### WRITTEN PROBLEM
Rewrite as a numbered list the lines starting at the one containing "[locate] black support" and ending at the final line below, both ends included and blank lines omitted.
::: EXERCISE MATERIAL :::
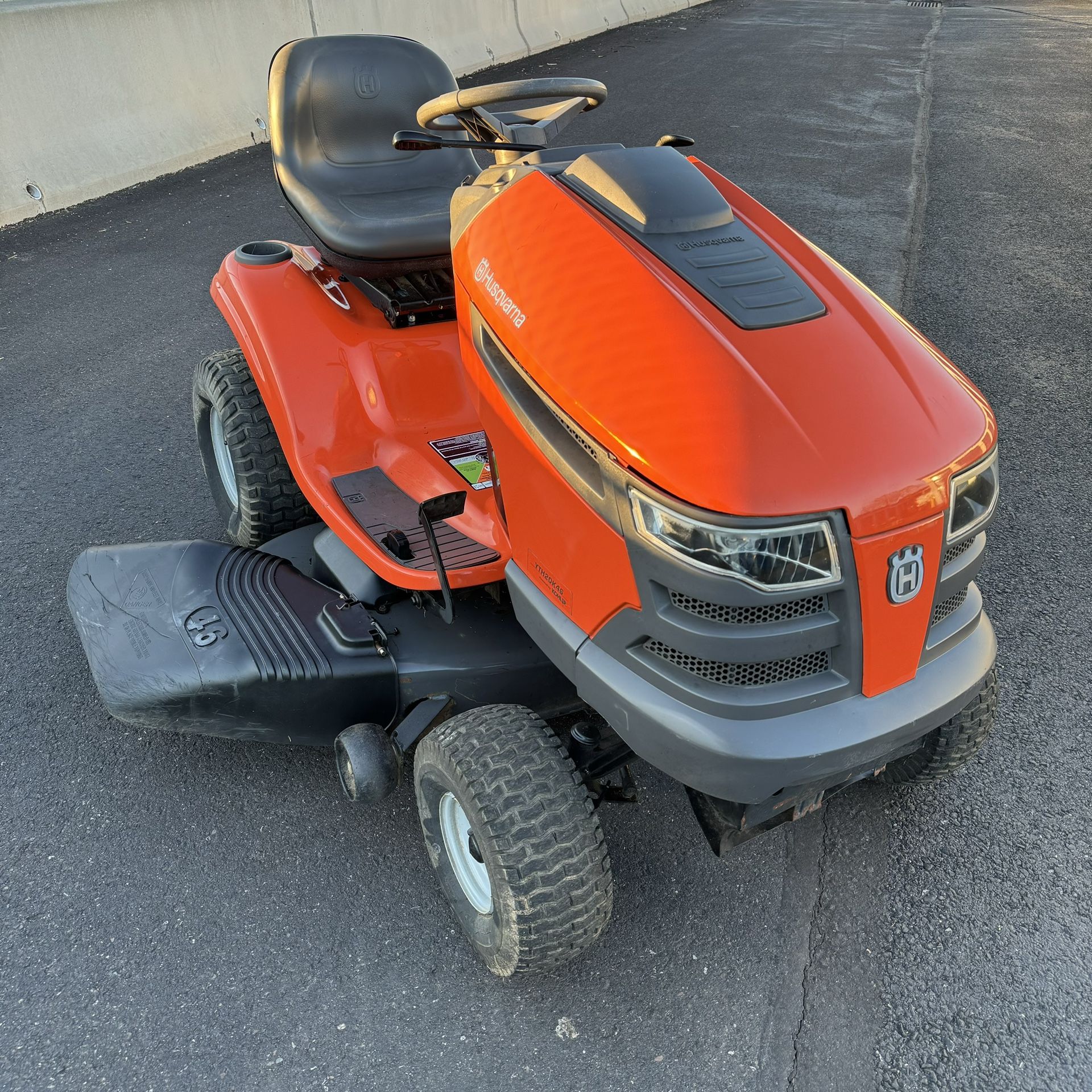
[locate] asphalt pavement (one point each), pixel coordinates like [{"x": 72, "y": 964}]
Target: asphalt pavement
[{"x": 183, "y": 913}]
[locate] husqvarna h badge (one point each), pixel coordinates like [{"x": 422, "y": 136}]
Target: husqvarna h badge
[{"x": 907, "y": 572}]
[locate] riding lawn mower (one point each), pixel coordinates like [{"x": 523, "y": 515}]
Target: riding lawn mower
[{"x": 533, "y": 470}]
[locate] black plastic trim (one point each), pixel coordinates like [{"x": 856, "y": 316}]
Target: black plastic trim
[{"x": 733, "y": 758}]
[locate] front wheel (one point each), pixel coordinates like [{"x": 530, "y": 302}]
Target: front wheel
[
  {"x": 953, "y": 745},
  {"x": 514, "y": 838},
  {"x": 249, "y": 477}
]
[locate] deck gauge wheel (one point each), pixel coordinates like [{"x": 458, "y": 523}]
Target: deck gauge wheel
[{"x": 514, "y": 838}]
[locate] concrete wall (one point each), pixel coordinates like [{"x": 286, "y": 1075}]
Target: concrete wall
[{"x": 100, "y": 94}]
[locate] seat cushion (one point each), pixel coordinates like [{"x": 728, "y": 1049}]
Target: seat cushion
[{"x": 336, "y": 103}]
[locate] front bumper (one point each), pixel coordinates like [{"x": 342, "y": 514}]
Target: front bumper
[{"x": 750, "y": 760}]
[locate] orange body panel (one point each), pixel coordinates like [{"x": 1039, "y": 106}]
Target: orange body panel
[
  {"x": 852, "y": 411},
  {"x": 895, "y": 634},
  {"x": 345, "y": 392}
]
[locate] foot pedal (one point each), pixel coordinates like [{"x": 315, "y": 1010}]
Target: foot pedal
[
  {"x": 202, "y": 637},
  {"x": 391, "y": 519}
]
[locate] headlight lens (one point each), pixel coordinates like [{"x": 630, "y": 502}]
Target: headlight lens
[
  {"x": 973, "y": 498},
  {"x": 800, "y": 556}
]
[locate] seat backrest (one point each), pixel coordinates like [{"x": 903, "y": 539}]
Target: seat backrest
[{"x": 336, "y": 102}]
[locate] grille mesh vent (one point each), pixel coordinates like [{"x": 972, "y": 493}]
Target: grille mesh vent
[
  {"x": 745, "y": 675},
  {"x": 949, "y": 606},
  {"x": 752, "y": 615},
  {"x": 958, "y": 551}
]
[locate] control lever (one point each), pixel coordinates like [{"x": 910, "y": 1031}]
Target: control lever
[{"x": 432, "y": 511}]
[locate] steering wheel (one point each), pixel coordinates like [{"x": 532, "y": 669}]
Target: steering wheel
[{"x": 466, "y": 109}]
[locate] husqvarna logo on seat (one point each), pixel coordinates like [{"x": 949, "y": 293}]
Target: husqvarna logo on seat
[
  {"x": 367, "y": 81},
  {"x": 907, "y": 573},
  {"x": 484, "y": 276}
]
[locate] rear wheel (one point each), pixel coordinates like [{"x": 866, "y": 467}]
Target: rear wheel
[
  {"x": 514, "y": 838},
  {"x": 243, "y": 459},
  {"x": 953, "y": 745}
]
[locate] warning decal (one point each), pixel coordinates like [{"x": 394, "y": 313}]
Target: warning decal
[{"x": 469, "y": 456}]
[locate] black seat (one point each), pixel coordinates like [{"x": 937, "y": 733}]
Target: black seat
[{"x": 334, "y": 104}]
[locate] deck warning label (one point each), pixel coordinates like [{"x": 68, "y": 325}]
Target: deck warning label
[{"x": 469, "y": 456}]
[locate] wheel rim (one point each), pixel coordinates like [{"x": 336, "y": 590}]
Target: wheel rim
[
  {"x": 464, "y": 855},
  {"x": 224, "y": 465}
]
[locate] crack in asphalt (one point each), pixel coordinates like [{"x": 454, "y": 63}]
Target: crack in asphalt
[
  {"x": 919, "y": 173},
  {"x": 814, "y": 941}
]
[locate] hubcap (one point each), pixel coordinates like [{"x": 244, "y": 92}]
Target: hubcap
[
  {"x": 223, "y": 453},
  {"x": 464, "y": 855}
]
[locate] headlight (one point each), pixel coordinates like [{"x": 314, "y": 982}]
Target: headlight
[
  {"x": 973, "y": 498},
  {"x": 800, "y": 556}
]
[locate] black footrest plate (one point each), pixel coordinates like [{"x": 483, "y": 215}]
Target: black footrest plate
[
  {"x": 214, "y": 639},
  {"x": 380, "y": 507}
]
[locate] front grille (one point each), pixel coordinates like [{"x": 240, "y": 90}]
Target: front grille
[
  {"x": 949, "y": 606},
  {"x": 743, "y": 675},
  {"x": 751, "y": 616},
  {"x": 958, "y": 551}
]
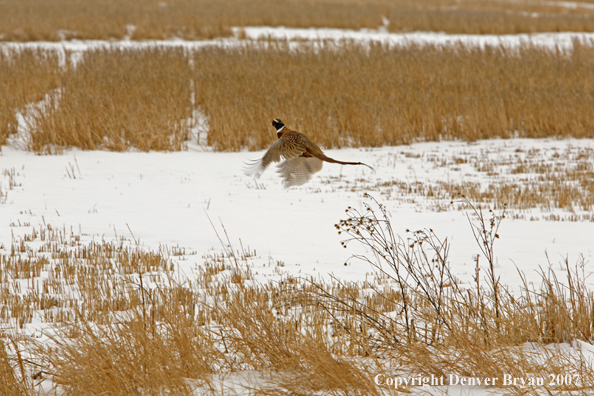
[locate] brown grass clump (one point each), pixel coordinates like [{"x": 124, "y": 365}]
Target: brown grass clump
[
  {"x": 118, "y": 100},
  {"x": 355, "y": 95},
  {"x": 11, "y": 383},
  {"x": 133, "y": 330},
  {"x": 29, "y": 20},
  {"x": 340, "y": 95},
  {"x": 26, "y": 76}
]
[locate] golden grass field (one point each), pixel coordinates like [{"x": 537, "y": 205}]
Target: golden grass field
[
  {"x": 26, "y": 20},
  {"x": 352, "y": 96},
  {"x": 118, "y": 335}
]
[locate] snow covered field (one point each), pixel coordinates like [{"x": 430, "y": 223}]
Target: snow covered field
[
  {"x": 166, "y": 199},
  {"x": 183, "y": 199}
]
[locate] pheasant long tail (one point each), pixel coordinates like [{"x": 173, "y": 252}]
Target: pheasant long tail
[{"x": 332, "y": 160}]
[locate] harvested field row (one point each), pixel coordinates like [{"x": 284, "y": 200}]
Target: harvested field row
[
  {"x": 33, "y": 20},
  {"x": 347, "y": 96}
]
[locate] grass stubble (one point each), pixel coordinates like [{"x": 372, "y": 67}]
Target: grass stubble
[
  {"x": 41, "y": 20},
  {"x": 123, "y": 324}
]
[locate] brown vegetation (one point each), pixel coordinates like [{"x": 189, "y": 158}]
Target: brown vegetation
[
  {"x": 118, "y": 100},
  {"x": 26, "y": 76},
  {"x": 354, "y": 95},
  {"x": 128, "y": 328},
  {"x": 350, "y": 95}
]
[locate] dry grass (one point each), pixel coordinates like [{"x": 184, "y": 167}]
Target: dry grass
[
  {"x": 26, "y": 20},
  {"x": 359, "y": 96},
  {"x": 339, "y": 95},
  {"x": 118, "y": 100},
  {"x": 131, "y": 330},
  {"x": 26, "y": 76}
]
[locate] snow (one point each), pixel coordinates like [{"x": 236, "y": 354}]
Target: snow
[{"x": 189, "y": 199}]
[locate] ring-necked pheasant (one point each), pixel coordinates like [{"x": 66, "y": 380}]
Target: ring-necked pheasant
[{"x": 302, "y": 157}]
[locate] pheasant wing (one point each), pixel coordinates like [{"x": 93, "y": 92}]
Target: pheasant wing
[
  {"x": 298, "y": 171},
  {"x": 282, "y": 148}
]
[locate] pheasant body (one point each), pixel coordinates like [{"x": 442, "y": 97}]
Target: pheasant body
[{"x": 302, "y": 157}]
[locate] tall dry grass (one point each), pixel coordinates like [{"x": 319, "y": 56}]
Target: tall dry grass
[
  {"x": 26, "y": 20},
  {"x": 354, "y": 95},
  {"x": 339, "y": 95},
  {"x": 118, "y": 100},
  {"x": 301, "y": 336},
  {"x": 26, "y": 76}
]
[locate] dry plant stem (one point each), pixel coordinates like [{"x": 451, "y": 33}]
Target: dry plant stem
[
  {"x": 340, "y": 95},
  {"x": 26, "y": 20},
  {"x": 485, "y": 238}
]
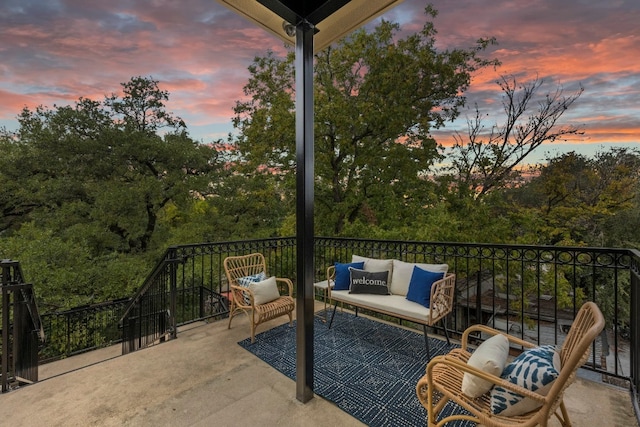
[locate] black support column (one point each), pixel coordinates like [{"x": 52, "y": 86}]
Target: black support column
[{"x": 304, "y": 211}]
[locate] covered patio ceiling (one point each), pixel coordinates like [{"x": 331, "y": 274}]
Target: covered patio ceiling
[{"x": 332, "y": 19}]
:::
### SOLUTION TO THIS PROBLEM
1. [locate] black support column (one point each), pixel coordinates like [{"x": 52, "y": 86}]
2. Target: black support column
3. [{"x": 304, "y": 211}]
4. [locate] covered patio ceiling (one point each), pixel coordinates like [{"x": 331, "y": 274}]
5. Target: covered patio ceiling
6. [{"x": 332, "y": 19}]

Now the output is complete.